Given records »

-------

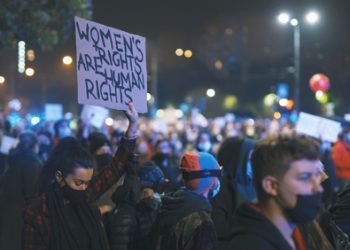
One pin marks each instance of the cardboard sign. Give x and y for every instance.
(318, 127)
(94, 115)
(53, 112)
(7, 143)
(111, 66)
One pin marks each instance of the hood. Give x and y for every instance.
(233, 155)
(248, 220)
(178, 205)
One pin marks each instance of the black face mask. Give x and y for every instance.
(306, 209)
(74, 196)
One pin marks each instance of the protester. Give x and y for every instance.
(341, 158)
(287, 176)
(236, 184)
(184, 220)
(129, 224)
(166, 159)
(19, 186)
(62, 217)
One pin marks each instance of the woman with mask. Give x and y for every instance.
(62, 217)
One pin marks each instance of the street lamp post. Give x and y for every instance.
(296, 67)
(311, 17)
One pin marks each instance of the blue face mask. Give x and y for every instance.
(205, 147)
(214, 191)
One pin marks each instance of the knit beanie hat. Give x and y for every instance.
(200, 171)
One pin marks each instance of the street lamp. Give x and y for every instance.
(311, 18)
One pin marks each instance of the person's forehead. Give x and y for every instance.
(304, 165)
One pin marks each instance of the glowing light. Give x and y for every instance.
(21, 56)
(179, 52)
(179, 114)
(283, 18)
(30, 55)
(15, 104)
(68, 116)
(294, 22)
(2, 80)
(160, 113)
(109, 121)
(67, 60)
(277, 115)
(35, 120)
(188, 53)
(312, 17)
(228, 31)
(210, 93)
(149, 97)
(30, 71)
(321, 97)
(283, 102)
(218, 65)
(290, 104)
(230, 102)
(270, 99)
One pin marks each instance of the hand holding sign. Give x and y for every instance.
(133, 118)
(111, 66)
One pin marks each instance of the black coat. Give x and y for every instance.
(252, 230)
(19, 185)
(184, 223)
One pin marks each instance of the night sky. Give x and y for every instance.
(256, 51)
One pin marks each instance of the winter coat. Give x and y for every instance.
(128, 225)
(236, 185)
(184, 223)
(252, 230)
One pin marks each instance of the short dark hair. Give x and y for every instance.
(274, 154)
(67, 156)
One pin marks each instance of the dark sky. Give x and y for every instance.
(256, 54)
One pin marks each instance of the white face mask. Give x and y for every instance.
(64, 132)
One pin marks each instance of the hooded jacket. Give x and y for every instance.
(252, 230)
(236, 185)
(184, 223)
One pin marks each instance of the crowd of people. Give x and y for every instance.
(229, 184)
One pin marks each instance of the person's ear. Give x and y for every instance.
(270, 185)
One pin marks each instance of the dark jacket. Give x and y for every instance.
(19, 185)
(128, 225)
(236, 185)
(36, 234)
(252, 230)
(184, 223)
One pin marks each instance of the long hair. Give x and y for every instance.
(65, 157)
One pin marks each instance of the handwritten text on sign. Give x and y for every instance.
(111, 66)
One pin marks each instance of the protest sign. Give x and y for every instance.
(7, 143)
(111, 66)
(318, 127)
(94, 115)
(53, 112)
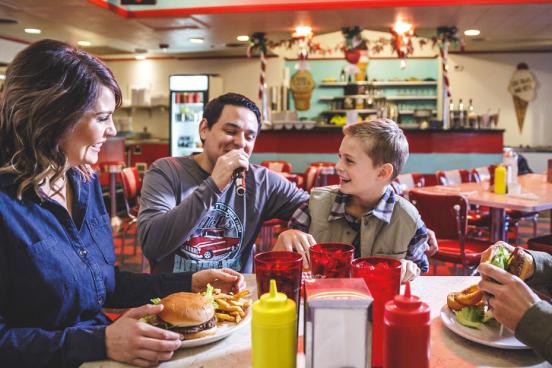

-------

Set exercise » Write out everything from the line containing "One pin marks each instance of the protest sign." down to the last of the lines above, requests included, offsetting each x and y coordinate in the answers by -5. Leave the pictures out.

Problem solution »
One pin marks each instance of the protest sign. Give x and y for every instance.
(2, 138)
(106, 61)
(313, 122)
(89, 110)
(48, 107)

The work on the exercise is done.